Dataset excerpts Block Start

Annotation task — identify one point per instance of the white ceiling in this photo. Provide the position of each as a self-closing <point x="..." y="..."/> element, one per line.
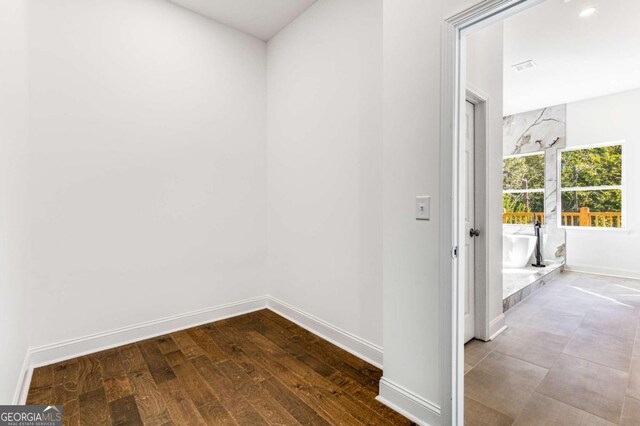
<point x="259" y="18"/>
<point x="576" y="58"/>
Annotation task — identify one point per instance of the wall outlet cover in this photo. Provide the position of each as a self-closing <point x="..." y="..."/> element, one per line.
<point x="423" y="207"/>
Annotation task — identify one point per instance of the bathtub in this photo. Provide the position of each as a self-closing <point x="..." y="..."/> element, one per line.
<point x="517" y="250"/>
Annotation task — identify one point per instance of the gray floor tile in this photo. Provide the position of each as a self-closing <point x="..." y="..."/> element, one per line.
<point x="503" y="383"/>
<point x="591" y="387"/>
<point x="606" y="349"/>
<point x="544" y="411"/>
<point x="532" y="345"/>
<point x="476" y="414"/>
<point x="630" y="413"/>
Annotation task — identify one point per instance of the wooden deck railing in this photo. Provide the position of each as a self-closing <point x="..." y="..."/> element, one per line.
<point x="520" y="218"/>
<point x="582" y="218"/>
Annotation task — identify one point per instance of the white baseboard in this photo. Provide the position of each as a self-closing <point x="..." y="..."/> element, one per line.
<point x="597" y="270"/>
<point x="407" y="403"/>
<point x="349" y="342"/>
<point x="73" y="348"/>
<point x="22" y="389"/>
<point x="497" y="326"/>
<point x="50" y="354"/>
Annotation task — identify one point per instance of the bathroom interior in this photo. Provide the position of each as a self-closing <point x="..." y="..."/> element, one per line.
<point x="534" y="243"/>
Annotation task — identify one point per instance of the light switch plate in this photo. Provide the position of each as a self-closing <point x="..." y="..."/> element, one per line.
<point x="423" y="207"/>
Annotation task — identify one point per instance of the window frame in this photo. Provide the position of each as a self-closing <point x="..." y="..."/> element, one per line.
<point x="621" y="187"/>
<point x="523" y="191"/>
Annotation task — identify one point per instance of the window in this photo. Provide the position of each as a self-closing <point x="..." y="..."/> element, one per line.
<point x="523" y="189"/>
<point x="591" y="186"/>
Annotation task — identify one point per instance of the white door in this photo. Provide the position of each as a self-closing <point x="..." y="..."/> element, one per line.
<point x="469" y="302"/>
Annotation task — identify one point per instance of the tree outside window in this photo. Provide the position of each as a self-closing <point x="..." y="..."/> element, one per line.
<point x="591" y="186"/>
<point x="523" y="189"/>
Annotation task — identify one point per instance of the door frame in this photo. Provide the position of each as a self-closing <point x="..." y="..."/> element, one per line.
<point x="481" y="291"/>
<point x="452" y="188"/>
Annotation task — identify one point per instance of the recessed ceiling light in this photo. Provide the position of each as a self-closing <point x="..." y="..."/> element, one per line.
<point x="524" y="65"/>
<point x="587" y="12"/>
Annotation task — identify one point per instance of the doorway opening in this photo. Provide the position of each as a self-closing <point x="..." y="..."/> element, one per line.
<point x="540" y="212"/>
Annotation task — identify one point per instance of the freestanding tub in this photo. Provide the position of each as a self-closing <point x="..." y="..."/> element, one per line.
<point x="517" y="250"/>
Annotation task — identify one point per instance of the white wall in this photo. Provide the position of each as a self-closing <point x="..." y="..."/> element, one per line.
<point x="14" y="321"/>
<point x="410" y="168"/>
<point x="325" y="165"/>
<point x="608" y="119"/>
<point x="148" y="164"/>
<point x="411" y="141"/>
<point x="484" y="74"/>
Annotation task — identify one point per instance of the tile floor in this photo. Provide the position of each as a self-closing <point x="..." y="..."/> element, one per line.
<point x="571" y="356"/>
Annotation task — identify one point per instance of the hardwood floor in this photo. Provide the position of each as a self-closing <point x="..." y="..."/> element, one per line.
<point x="255" y="369"/>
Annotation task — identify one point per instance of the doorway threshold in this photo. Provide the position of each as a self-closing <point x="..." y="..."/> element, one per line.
<point x="520" y="283"/>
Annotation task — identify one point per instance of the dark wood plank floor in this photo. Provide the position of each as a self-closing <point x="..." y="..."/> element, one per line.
<point x="255" y="369"/>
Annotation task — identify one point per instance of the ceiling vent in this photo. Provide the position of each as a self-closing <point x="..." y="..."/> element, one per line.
<point x="524" y="65"/>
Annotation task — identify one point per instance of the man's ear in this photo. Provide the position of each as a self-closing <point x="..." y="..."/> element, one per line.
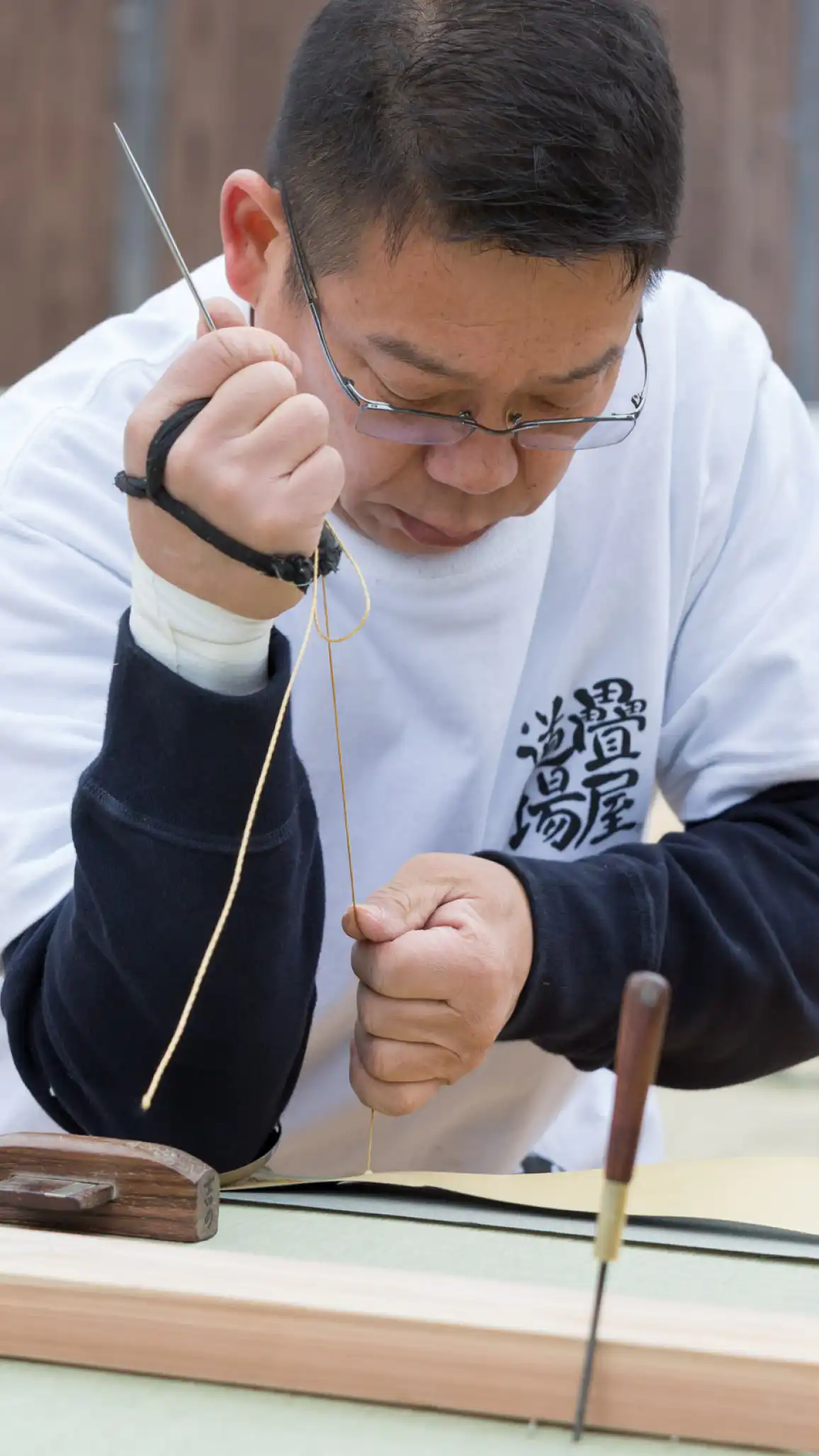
<point x="251" y="222"/>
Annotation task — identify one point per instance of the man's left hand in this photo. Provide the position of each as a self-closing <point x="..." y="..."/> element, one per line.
<point x="442" y="955"/>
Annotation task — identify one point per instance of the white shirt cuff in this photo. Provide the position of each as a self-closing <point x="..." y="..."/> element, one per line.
<point x="201" y="642"/>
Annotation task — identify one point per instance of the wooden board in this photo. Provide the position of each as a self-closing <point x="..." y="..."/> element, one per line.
<point x="408" y="1338"/>
<point x="152" y="1191"/>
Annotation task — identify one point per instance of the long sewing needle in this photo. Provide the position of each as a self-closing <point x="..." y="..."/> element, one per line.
<point x="164" y="226"/>
<point x="638" y="1045"/>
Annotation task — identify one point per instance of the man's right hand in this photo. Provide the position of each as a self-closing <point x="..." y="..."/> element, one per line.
<point x="255" y="463"/>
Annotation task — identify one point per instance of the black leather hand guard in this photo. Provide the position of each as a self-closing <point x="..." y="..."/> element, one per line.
<point x="293" y="569"/>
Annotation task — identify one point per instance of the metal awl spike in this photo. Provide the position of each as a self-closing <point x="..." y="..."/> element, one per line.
<point x="589" y="1360"/>
<point x="164" y="226"/>
<point x="637" y="1056"/>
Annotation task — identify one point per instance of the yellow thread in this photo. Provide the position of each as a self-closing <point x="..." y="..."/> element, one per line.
<point x="329" y="641"/>
<point x="259" y="791"/>
<point x="369" y="1168"/>
<point x="368" y="603"/>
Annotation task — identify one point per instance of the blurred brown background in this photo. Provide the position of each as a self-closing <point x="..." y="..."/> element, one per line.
<point x="196" y="85"/>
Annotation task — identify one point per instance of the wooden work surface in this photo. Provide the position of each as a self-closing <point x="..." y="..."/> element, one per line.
<point x="50" y="1409"/>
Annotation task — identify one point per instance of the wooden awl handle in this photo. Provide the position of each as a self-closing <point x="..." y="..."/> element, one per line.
<point x="638" y="1046"/>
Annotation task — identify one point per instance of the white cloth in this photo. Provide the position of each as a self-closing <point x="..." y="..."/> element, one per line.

Dataset excerpts Block End

Without including the pictures, copy all of the data exactly.

Written reply:
Annotation task — identify one point per instance of the white ceiling in this photo. Provide the position of each as a self-closing <point x="..." y="..."/> element, one per line.
<point x="259" y="18"/>
<point x="576" y="58"/>
Annotation task — identify one point per instance of the wall outlet cover in this photo. Provide the position of each as a self-closing <point x="..." y="..."/> element, one per line.
<point x="423" y="207"/>
Annotation task — identify one point per instance of the bathtub in this photo. Provide the position of each as a self-closing <point x="..." y="..."/> element, one per line.
<point x="517" y="250"/>
Annotation task — identify one point per instance of the gray floor tile in this photo. Provide the position of each as a self-closing <point x="..." y="..."/> element, one per line.
<point x="503" y="383"/>
<point x="591" y="387"/>
<point x="606" y="349"/>
<point x="544" y="411"/>
<point x="532" y="345"/>
<point x="476" y="414"/>
<point x="630" y="413"/>
Annotation task — identify one point per instance of the wooden deck railing in this photo. Provide the position of each as a self-closing <point x="..." y="..."/> element, one per line.
<point x="520" y="218"/>
<point x="582" y="218"/>
Annotation task — identify one point per instance of the white baseboard in this photo. Provide the position of each as a self-closing <point x="..." y="..."/> element, one per line.
<point x="597" y="270"/>
<point x="407" y="403"/>
<point x="349" y="342"/>
<point x="73" y="348"/>
<point x="22" y="389"/>
<point x="497" y="326"/>
<point x="50" y="354"/>
Annotation task — identify one point per instance of the bathroom interior in this photo. Provide the position of each as a self-closing <point x="..." y="..."/> element, one per line.
<point x="534" y="243"/>
Annotation task — identify one point per instance of the light switch plate in this photo. Provide the position of each as a self-closing <point x="..." y="..."/> element, one per line.
<point x="423" y="207"/>
Annotation task — identify one point per instance of the window frame in this photo. Provide the position of each as a self-closing <point x="..." y="..."/> element, one per line.
<point x="621" y="187"/>
<point x="523" y="191"/>
Annotation task — identify one point per instance of the window in this photo. Provide the position of each as a self-closing <point x="..." y="..."/> element, one per line.
<point x="523" y="189"/>
<point x="591" y="186"/>
Annotation task — identify one point per instance of the white door in this photo. Provide the position of each as a self-closing <point x="..." y="..."/> element, one per line.
<point x="469" y="302"/>
Annotation task — identify one point per instance of the tree outside window in this photo. Provide the position of each as a self-closing <point x="..." y="..."/> element, one per line.
<point x="591" y="186"/>
<point x="523" y="189"/>
Annotation task — identify one point per instance of the door frame in this photo. Provide the position of each as a self-closing <point x="..." y="..."/> element, one per line.
<point x="481" y="291"/>
<point x="452" y="188"/>
Annotation task — identify one point per instance of the recessed ceiling light in this photo. Provide the position of each as a self-closing <point x="..." y="..."/> element, one per line.
<point x="524" y="65"/>
<point x="587" y="12"/>
Annotation task — identify one point per instance of the doorway opening in this photo. Provide the position of each as a self-closing <point x="..." y="..."/> element, one per line.
<point x="540" y="212"/>
Annotation task — identify one point per instance of the freestanding tub in this photo. Provide the position of each as a self-closing <point x="..." y="..."/> element, one per line.
<point x="517" y="250"/>
Annotation task — identify one point per instance of the white wall in this photo. Provide the position of each as a self-closing <point x="..." y="..."/> element, one per line.
<point x="14" y="321"/>
<point x="410" y="168"/>
<point x="325" y="165"/>
<point x="608" y="119"/>
<point x="148" y="164"/>
<point x="411" y="141"/>
<point x="484" y="74"/>
Annotation task — identify one point per instance of the tile floor in this photo. Provide the position of each as a self-closing <point x="..." y="..."/> element, one per line.
<point x="571" y="356"/>
Annotation task — identify one point per instance of the hardwood floor in this photo. Provide the position of each as a self-closing <point x="..." y="..."/> element, one per line.
<point x="255" y="369"/>
Annotation task — identify one point per instance of the doorway threshold in this photo. Provide the position of each as a self-closing <point x="..." y="..."/> element, one per line.
<point x="520" y="283"/>
Annotation task — identify one point per instance of the dark wood plank floor in this photo. Provide the position of each as a self-closing <point x="..." y="..."/> element, one per line.
<point x="255" y="369"/>
Annotation task — identify one point per instance of the ceiling vent in this photo. Provide the position of each as a self-closing <point x="..." y="..."/> element, one per line.
<point x="524" y="65"/>
Annotation task — identify one point per instance of the man's ear in this photo. Provide the position of each as a self-closing <point x="..." y="..."/> element, one per line.
<point x="251" y="222"/>
Annotation task — identify one point per instance of the man's left hand in this photo. Provide the position of each as a self-closing <point x="..." y="..."/> element, one per line.
<point x="442" y="955"/>
Annotation task — identify one point per instance of the white shirt cuff in this photo. Provide the position of each as a self-closing <point x="..." y="..."/> element, one per line.
<point x="201" y="642"/>
Annotation task — identify one point per instance of the wooden board in this photo. Provide the position of each as a self-closing <point x="..." y="..."/> element, one per line.
<point x="408" y="1338"/>
<point x="152" y="1191"/>
Annotation task — identify one point per instance of the long sewing needle in this photo. Provide the position of each as a self-closing <point x="..." y="..."/> element, one per line.
<point x="164" y="226"/>
<point x="638" y="1045"/>
Annotation task — identify one point per instance of the man's right hand in this photo. Provide the position of each as a self-closing <point x="..." y="..."/> element, one per line.
<point x="255" y="463"/>
Annotation task — identify one point per instance of the black leather hand guard in this photo. Provide the position of each as a self-closing <point x="..." y="..."/> element, one per line.
<point x="293" y="569"/>
Annotation task — identify one point per instance of the metal awl spike in this photo. Provide the position of each as a self-closing <point x="..." y="..."/> element, one per line.
<point x="589" y="1360"/>
<point x="164" y="226"/>
<point x="637" y="1056"/>
Annotation task — identify one point per instance of the yellow thread in this photo. Provide the position of each as a self-closing <point x="..." y="..."/> element, one per line.
<point x="329" y="641"/>
<point x="259" y="791"/>
<point x="369" y="1168"/>
<point x="368" y="603"/>
Annotation task — identify one point per instance of the blurred brown background in this photo. Provide the position of each as a self-closing <point x="..." y="..."/> element, one per line.
<point x="196" y="85"/>
Annotation task — identify one point per instance of the wooden work surface in this photo. Provide the position of each as a self-closing <point x="..." y="..."/> element, one per line.
<point x="50" y="1409"/>
Annotation task — identify one point per instance of the wooden awl handle in this photo. Provide the position of each as a self-closing <point x="..." y="..."/> element, one per line.
<point x="638" y="1046"/>
Annotation task — identify one point per instance of the white cloth in this photo. Provide the position of each as a self-closing <point x="..." y="..."/> element, one per line.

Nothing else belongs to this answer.